* _TASK DETAILS_
This exercise asks for an exact transcription of every entry.

* _RECORDS_

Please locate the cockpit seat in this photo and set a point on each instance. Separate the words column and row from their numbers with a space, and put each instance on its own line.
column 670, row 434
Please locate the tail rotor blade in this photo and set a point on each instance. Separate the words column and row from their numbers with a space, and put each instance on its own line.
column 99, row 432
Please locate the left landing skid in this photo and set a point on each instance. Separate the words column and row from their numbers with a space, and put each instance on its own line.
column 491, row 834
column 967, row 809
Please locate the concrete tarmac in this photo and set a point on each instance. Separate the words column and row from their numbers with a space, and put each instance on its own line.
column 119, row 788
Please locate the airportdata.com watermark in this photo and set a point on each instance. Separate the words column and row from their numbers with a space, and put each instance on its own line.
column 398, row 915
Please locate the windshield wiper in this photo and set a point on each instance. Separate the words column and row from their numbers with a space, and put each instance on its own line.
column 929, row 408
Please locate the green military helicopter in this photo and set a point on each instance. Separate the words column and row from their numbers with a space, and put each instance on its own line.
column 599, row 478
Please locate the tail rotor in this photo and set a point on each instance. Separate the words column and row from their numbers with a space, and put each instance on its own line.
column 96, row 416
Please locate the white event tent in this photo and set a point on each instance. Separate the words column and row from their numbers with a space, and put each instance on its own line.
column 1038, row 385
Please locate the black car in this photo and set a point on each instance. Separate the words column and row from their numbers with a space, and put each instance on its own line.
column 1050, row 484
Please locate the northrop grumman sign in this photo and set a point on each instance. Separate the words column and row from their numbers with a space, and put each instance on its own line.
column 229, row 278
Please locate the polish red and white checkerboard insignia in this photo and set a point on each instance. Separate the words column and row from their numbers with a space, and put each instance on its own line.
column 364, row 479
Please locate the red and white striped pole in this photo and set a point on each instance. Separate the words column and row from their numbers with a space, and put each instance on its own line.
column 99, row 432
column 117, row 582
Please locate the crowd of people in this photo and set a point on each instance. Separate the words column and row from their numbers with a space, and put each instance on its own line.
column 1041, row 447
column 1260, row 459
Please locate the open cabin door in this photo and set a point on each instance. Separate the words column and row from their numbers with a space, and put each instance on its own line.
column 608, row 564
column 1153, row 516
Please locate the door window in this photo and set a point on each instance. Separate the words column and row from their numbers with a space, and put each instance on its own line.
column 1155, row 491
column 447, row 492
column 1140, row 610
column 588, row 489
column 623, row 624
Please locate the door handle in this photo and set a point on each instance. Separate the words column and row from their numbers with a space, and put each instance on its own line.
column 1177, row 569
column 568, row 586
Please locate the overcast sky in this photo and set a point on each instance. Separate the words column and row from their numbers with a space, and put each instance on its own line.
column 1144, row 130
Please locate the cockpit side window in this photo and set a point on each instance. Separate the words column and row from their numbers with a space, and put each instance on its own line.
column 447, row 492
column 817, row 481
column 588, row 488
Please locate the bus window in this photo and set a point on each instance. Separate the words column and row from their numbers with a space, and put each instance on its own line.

* _SOLUTION FOR THIS PROBLEM_
Please locate the cockpit seat in this photo and set a point on each instance. Separate the words column and row from their numbers with a space, and put each instance on its own line.
column 670, row 434
Please locate the tail rotor blade in this photo and set a point on each instance. Separate the words column and row from their numbers with a space, and put each instance on its own line.
column 99, row 432
Please locate the left landing skid in this photo and set a point on each instance. Separate the words column and row from their numbers with a space, and put each instance on its own line.
column 491, row 834
column 967, row 809
Please locate the concrete tarmac in this photo and set a point on each instance. Separate the words column and row from their numbers with a space, and put each instance on its own line.
column 119, row 788
Please locate the airportdata.com watermark in this photo and set a point on each instance. Separate the words column and row from their numbers with a space, and put each instance on its own line.
column 398, row 915
Please locate the windshield wiper in this photo and set a point on each instance. Separate the words column and row from their numbers with a space, and put each instance on its own line.
column 929, row 408
Please locate the green military helicopter in this photo and set a point on each instance. Separate the words column and row from their numbers with a space, and put each instance on its own line.
column 599, row 478
Please locate the tail rotor in this photo and set a point on each instance. Separate the words column and row from their numbers with a space, and put each instance on its own line.
column 96, row 416
Please locate the white event tent in this photo and set a point on each instance. Separate the words column and row from their numbers with a space, and put each instance on its own line.
column 1038, row 385
Please locate the black car in this photo and set a point on each instance. Separate the words column and row from their numbers with a space, and put each instance on its own line.
column 1050, row 484
Please locate the northrop grumman sign in this photo and set a point on each instance. Separate the words column and row from their numbers with a space, and put each instance on its own line.
column 229, row 278
Please locate the polish red and white checkerboard insignia in this photo and set a point on each instance. Separate the words column and row from their numbers with a space, and put each instance on its own line.
column 364, row 479
Please locate the red and white striped pole in this photo and set a point on each instance. Separate the words column and row from their numbers with a space, and put each instance on its own line.
column 99, row 432
column 117, row 582
Please locate the crowd of people in this photo and set a point on each instance. Separate the words column and row from their numbers with a space, and put each instance on its own line.
column 1041, row 447
column 1260, row 459
Please locate the open cabin door in this photo and set a point on each instance. Separate the words column and row from their numbers with a space, and put each instance on its own line.
column 608, row 564
column 1153, row 516
Please locate the door window in this photo and set a point on each instance. Separate the words column and row from their numbers with a space, and put each instance on its own line.
column 1155, row 491
column 447, row 492
column 1140, row 610
column 588, row 489
column 623, row 624
Please locate the door handle in this photo and set a point on each instance. Separate the words column and row from their numbers with a space, and put each instance on its own line.
column 1177, row 569
column 568, row 586
Please locate the overcast sky in this photo and set a point on each instance. Separate the words column and row from their numbers with a space, and put each instance on its own line.
column 1144, row 130
Please locate the cockpit side window in this photo and set a point on each instance. Separate the words column and row from their numbers with a space, and put each instance on its own line.
column 447, row 492
column 817, row 481
column 588, row 488
Please locate the bus window in this photo and set a point on each instance. Separate the words column and row from their numbers with a space, and put each instance on its own line.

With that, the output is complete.